Extracted data entries:
▼

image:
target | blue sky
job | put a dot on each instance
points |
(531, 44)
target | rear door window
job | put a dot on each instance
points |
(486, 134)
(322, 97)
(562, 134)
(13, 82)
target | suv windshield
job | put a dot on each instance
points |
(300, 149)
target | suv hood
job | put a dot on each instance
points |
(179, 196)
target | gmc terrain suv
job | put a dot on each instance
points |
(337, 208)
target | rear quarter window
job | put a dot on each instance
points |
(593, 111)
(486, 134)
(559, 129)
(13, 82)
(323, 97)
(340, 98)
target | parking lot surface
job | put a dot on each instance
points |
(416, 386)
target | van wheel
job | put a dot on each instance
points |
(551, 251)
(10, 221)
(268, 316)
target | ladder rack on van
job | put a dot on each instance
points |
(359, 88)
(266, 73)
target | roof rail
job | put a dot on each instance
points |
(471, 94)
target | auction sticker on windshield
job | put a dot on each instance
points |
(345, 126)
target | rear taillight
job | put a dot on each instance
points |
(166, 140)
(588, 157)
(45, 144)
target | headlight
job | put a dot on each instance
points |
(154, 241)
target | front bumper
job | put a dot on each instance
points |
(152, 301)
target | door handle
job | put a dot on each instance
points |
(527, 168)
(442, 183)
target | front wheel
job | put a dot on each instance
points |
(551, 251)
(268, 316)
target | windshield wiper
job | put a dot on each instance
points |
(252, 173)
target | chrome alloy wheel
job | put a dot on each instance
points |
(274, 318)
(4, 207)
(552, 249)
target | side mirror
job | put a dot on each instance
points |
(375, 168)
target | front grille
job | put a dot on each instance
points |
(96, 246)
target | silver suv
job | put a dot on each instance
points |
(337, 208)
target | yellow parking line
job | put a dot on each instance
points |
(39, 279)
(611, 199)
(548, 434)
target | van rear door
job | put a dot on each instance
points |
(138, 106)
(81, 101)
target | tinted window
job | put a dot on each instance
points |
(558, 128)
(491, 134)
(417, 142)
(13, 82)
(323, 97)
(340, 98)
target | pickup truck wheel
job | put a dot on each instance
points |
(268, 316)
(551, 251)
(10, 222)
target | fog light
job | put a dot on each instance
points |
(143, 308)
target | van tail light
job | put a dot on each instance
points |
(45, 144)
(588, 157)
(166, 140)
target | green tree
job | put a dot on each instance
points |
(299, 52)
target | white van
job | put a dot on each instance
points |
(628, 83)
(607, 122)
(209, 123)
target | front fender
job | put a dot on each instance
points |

▲

- _Task goal_: Extract all of the data exactly as written.

- _Task response_:
image:
target | blue sky
job | put a dot on each instance
points |
(531, 44)
target | rear door window
job | put a dot on each instance
points |
(486, 134)
(322, 97)
(562, 134)
(13, 82)
target | suv windshield
job | put a dot on each instance
points |
(300, 149)
target | suv hood
job | put a dot on each instance
points |
(179, 196)
target | gmc terrain suv
job | put a dot on each instance
points |
(337, 208)
target | rear quarter window
job | put a dot on each instance
points |
(593, 111)
(486, 134)
(559, 129)
(13, 82)
(323, 97)
(340, 98)
target | parking lot surface
job | put a dot on each instance
points |
(416, 386)
target | van wheel
job | put a dot on each instance
points |
(551, 251)
(10, 221)
(268, 316)
target | ladder rack on van
job | put a dot on each instance
points |
(359, 88)
(266, 73)
target | roof rail
job | put a dot on each instance
points |
(471, 94)
target | auction sticker on windshield
job | put a dot on each instance
points |
(345, 126)
target | rear taillight
job | put a dot on each instance
points |
(166, 140)
(588, 157)
(45, 144)
target | headlight
job | put a dot on each instance
points |
(154, 241)
target | front bumper
job | put a dot on each instance
points |
(152, 301)
target | door handle
job | put a dot on each instance
points |
(527, 168)
(442, 183)
target | front wheel
job | put a dot on each instance
points |
(551, 251)
(268, 316)
target | windshield wiper
job | put a dot on each instance
points |
(252, 173)
target | chrome alloy wheel
job | put a dot on each instance
points |
(274, 318)
(4, 207)
(552, 249)
target | side mirror
job | put a dot on each instance
points |
(375, 168)
target | front grille
job | put a dot on each instance
points |
(96, 246)
target | silver suv
job | put a dot on each instance
points |
(337, 208)
target | yellow parking line
job | put a dot on each instance
points |
(39, 279)
(611, 199)
(548, 434)
target | van rear door
job | put a dot on each instance
points |
(138, 106)
(81, 101)
target | tinted window
job | put a dot on each instance
points |
(558, 128)
(491, 134)
(417, 142)
(13, 82)
(323, 97)
(340, 98)
target | pickup truck wheel
job | put a dot on each instance
points |
(268, 316)
(551, 251)
(10, 222)
target | fog light
job | put a dot on each instance
points |
(143, 308)
target | van tail light
job | put a dot on each instance
points |
(45, 144)
(588, 157)
(166, 140)
target | green tree
job | put a dot on each instance
points |
(299, 52)
target | white van
job | put a dot on each instance
points |
(628, 83)
(607, 122)
(209, 123)
target | front fender
job | put a dot on each instance
points |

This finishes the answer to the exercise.